# Start of EXTRACTED TEXT
= Marcia Grostein =

Brazilian-American artist (born c.1949)

Marcia Grostein (born c. 1949) Marcia Grostein is a Brazilian-American artist known for using various mediums across public art, sculpture, painting, video art, photography, and portable wearable art/jewelry. She was the first contemporary Brazilian artist to be acquired by the Metropolitan Museum of Art for the 20th Century Collection by the curator Lowery Sims.

Interestingly, her public art works of Sky Drawings reflect the elongated necks of Modigliani. As a child she used to copy those necks sitting and watching her aunt Mary Kuperman paint. Grostein's visually dynamic and expressive style began to unfold. The Wild Form describes Grostein's work as a “rare and enriching possibility to liberate and humanize analysis”.

== Biography ==
Marcia Grostein was born in Sāo Paulo, Brazil in 1949 and currently resides in New York. Her parents were of Jewish descent who immigrated to Brazil; her father was Polish and her mother was Russian. Grostein's family spread all around different parts of Latin America after WWI. She has exhibited her work worldwide. Her mentors include famous artists; among them– Abstract Expressionist painter Willem de Kooning and Pop Artist James Rosenquist. Her relationships to these artists, and many others, helped her find her own place in the art scene. As Marcia's influences also pulled from minimalism and conceptual art, she experimented with various mediums. Marcia works in sculpture, painting, video, photography, and portable art/jewelry. After finishing her studies at the Royal College of Art in London in 1970, she returned to Brazil to enroll at Escola de Experimentação Artística Brasil Dois Pontos (Escola Brasil Two Dots), a center for artistic experimentation where Grostein developed her interest for American Art. In 1972, the precocious 23-year old had her first one-woman show of papier mache animals at the Inter-Design Gallery in São Paulo. In 1979 she interned for Fluxus artist Joseph Beuys at his retrospective held at the Guggenheim Museum in NYC. The following year, Grostein was represented by Betty Parsons Gallery–the site of many original Abstract Expressionists events of the 1950s. Her paintings were co-exhibited with Jackson Pollock's works in the gallery's final show. With a background in dance, Grostein's work is composed with meticulous attention to the physical qualities of her chosen medium. She creates dynamic visual choreographies that are both reductive and expressive at once. The most interesting thing about Grostein's work in the late 70's and early 80's was her response to the sexist imagery captured by Picasso and de Kooning. Her paintings made “points about the relations between men and women” with opposing themes of liberation and oppression. Her sculptures can be understood in anthropomorphic terms. In the 94’ International São Paulo Bienal invoked the Wagnerian Gesamtkunstwerk, work of art as it involved all media genres fusing design, performance, painting and sculpture.

The artist has exhibited her work widely at renowned museums and galleries in the United States, Europe, Latin America, and Asia. Pieces from her prolific body of work are held in prominent public and private collections including those of the São Paulo Museum of Art, the Museum of Modern Art in Rio de Janeiro, MoMA PS1, and The Metropolitan Museum of Art, among others.

https://hutchinsonmodern.com/publications/70/

== Education ==
Grostein studied in Sāo Paulo at IADE the Institute Design, Technology, and Communication (1963–1966) and continued at the Royal Academy of Art in London (1969–1970).

== Artwork ==

=== The Sacred Garden of Eve (1989) ===
Colorful painting under the Sacred Garden collection (37" x 72")
# End of EXTRACTED TEXT
- [SET TASK 1] Name every collection that the Marcia Grostein biography lists as holding pieces of her work.
- [SET TASK 2] Carry on writing the Marcia Grostein biography, starting right after its final line.
The listing that comes next has no connection to the Marcia Grostein biography.
# Start of RECORDED INFORMATION
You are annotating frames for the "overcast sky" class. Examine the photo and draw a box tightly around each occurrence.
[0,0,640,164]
# End of RECORDED INFORMATION
- [WRITTEN REPLY 1]
São Paulo Museum of Art
Museum of Modern Art in Rio de Janeiro
MoMA PS1
The Metropolitan Museum of Art

- [WRITTEN REPLY 2]
Description: A four-piece of colorful artwork of a garden curled up in different layers of color starting with circled flowers in the bottom to green grass at the top with a type of peacock in the middle. This artwork was based on a series Grostein had done based on imaginary gardens; she expressed all of this in another artwork named The Sacred Garden of Adam. This art series was based on oil paintings depicting these sacred gardens which are meant to be interpreted by the viewer. The painting is currently held in the collections of the Metropolitan Museum of Art in New York City.

=== The Sacred Garden of Adam (1988) ===
Oil on canvas under the Sacred Garden collection (78" x 60")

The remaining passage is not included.